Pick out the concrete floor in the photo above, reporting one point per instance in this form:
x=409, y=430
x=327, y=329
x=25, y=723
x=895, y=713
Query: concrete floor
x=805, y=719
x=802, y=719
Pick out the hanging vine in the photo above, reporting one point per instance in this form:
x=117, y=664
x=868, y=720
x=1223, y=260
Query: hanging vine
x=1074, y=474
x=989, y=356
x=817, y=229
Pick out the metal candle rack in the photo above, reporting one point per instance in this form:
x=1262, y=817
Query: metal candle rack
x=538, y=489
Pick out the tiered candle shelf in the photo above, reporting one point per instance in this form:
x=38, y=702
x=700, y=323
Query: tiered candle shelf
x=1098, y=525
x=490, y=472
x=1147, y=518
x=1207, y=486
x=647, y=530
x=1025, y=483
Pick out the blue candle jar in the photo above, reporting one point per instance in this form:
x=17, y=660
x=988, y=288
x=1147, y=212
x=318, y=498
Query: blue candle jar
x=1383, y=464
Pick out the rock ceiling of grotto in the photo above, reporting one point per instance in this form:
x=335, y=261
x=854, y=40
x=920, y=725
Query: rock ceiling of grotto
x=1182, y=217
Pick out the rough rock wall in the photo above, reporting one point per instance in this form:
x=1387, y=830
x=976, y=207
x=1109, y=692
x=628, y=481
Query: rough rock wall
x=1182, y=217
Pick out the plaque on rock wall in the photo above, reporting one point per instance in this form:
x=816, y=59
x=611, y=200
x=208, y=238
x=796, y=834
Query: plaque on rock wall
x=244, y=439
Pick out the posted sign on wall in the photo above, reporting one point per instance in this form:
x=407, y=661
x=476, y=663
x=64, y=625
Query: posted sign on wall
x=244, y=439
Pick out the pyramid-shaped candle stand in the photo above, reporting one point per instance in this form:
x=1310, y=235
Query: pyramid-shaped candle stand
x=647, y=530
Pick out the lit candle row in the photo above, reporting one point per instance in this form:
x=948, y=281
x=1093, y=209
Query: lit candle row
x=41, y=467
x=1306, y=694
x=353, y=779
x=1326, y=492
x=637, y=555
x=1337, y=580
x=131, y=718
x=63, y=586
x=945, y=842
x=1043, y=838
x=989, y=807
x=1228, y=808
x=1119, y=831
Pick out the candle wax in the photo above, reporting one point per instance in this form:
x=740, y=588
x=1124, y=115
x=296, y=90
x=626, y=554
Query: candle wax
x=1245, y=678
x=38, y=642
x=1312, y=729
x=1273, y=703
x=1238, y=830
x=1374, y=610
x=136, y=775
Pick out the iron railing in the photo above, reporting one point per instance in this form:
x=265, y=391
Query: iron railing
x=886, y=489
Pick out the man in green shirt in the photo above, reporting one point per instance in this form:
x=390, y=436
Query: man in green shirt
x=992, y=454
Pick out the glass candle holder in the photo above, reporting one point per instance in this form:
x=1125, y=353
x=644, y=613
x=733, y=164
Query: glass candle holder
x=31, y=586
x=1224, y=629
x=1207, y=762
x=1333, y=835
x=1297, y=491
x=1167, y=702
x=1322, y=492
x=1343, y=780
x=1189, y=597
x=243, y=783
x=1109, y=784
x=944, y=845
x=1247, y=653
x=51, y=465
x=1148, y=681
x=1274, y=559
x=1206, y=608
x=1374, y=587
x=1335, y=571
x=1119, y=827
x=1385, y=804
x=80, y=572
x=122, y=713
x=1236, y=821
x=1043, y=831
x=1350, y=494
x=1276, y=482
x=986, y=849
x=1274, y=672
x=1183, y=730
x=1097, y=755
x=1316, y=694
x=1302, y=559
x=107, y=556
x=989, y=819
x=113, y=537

:: EXERCISE REQUIREMENTS ::
Write out all of the items above verbatim, line for line.

:: THE RESULT ::
Pick out the concrete floor in the photo above, reporting one point per instance in this form:
x=409, y=430
x=327, y=329
x=25, y=723
x=895, y=713
Query: concrete floor
x=805, y=719
x=802, y=719
Pick out the hanging vine in the photo above, reporting one point per instance in this form:
x=117, y=664
x=868, y=720
x=1223, y=260
Query: hanging vine
x=1074, y=474
x=989, y=356
x=817, y=229
Pick out the metal candle rack in the photo above, reporting one point per instance in this form:
x=1262, y=817
Query: metal candle rack
x=538, y=489
Pick out the tiered candle shelf in the photo above, reporting one point per instance in this form:
x=38, y=702
x=700, y=323
Query: tiered candle shelf
x=1098, y=525
x=490, y=472
x=1147, y=518
x=1207, y=486
x=647, y=530
x=1025, y=483
Pick out the blue candle jar in the photo above, reporting one point per instance in this form:
x=17, y=660
x=988, y=288
x=1147, y=212
x=318, y=498
Query: blue candle jar
x=1383, y=464
Pick out the rock ceiling of grotto in the photo above, reporting one point per instance in this form:
x=335, y=261
x=854, y=40
x=920, y=725
Query: rock ceiling of grotto
x=1182, y=217
Pick out the rough rock wall in the photo above, reporting one point per instance in this form:
x=1387, y=830
x=976, y=207
x=1109, y=692
x=628, y=481
Query: rough rock wall
x=1182, y=217
Pick out the plaque on rock wall in the photo above, reporting one point per instance in this form:
x=816, y=59
x=611, y=200
x=208, y=238
x=796, y=834
Query: plaque on rock wall
x=244, y=439
Pick out the posted sign on wall in the photo above, reporting one point per instance in this form:
x=407, y=661
x=476, y=663
x=64, y=625
Query: posted sign on wall
x=244, y=439
Pick out the pyramid-shaped candle stand in the photo above, reporting one point per instance in this form:
x=1310, y=235
Query: pyramid-shaped candle stand
x=647, y=530
Pick out the lit candle row in the photo above, reporting one point per instance in this form:
x=948, y=281
x=1093, y=209
Query: lit candle row
x=41, y=467
x=1306, y=694
x=353, y=779
x=1326, y=492
x=637, y=555
x=1337, y=580
x=131, y=718
x=63, y=586
x=945, y=842
x=1043, y=838
x=989, y=807
x=1228, y=808
x=1119, y=831
Pick out the candle wax in the photo above, reporting one point per instance in this form:
x=740, y=588
x=1124, y=115
x=296, y=90
x=626, y=554
Query: candle wax
x=1245, y=678
x=38, y=642
x=1312, y=729
x=1273, y=703
x=1238, y=830
x=1374, y=610
x=136, y=775
Pick out the iron railing in the photo above, reporting one point per instance in this form:
x=265, y=391
Query: iron railing
x=886, y=489
Pick out the man in green shirt in the photo above, reporting one point per instance in this form:
x=390, y=436
Query: man in green shirt
x=992, y=454
Pick out the glass candle holder in the photo above, reporting one point per instance in this form:
x=1125, y=353
x=644, y=613
x=733, y=164
Query: glass candle holder
x=31, y=586
x=1224, y=629
x=1207, y=762
x=1333, y=835
x=1297, y=491
x=1167, y=702
x=1322, y=492
x=1343, y=780
x=1189, y=597
x=243, y=783
x=1109, y=784
x=944, y=845
x=1247, y=653
x=51, y=465
x=1148, y=681
x=1274, y=559
x=1206, y=608
x=1374, y=587
x=1335, y=571
x=1119, y=827
x=1385, y=804
x=80, y=572
x=122, y=713
x=1236, y=821
x=1043, y=831
x=1350, y=494
x=1276, y=482
x=986, y=849
x=1274, y=672
x=1183, y=730
x=1097, y=755
x=1316, y=694
x=1302, y=559
x=107, y=556
x=989, y=819
x=113, y=537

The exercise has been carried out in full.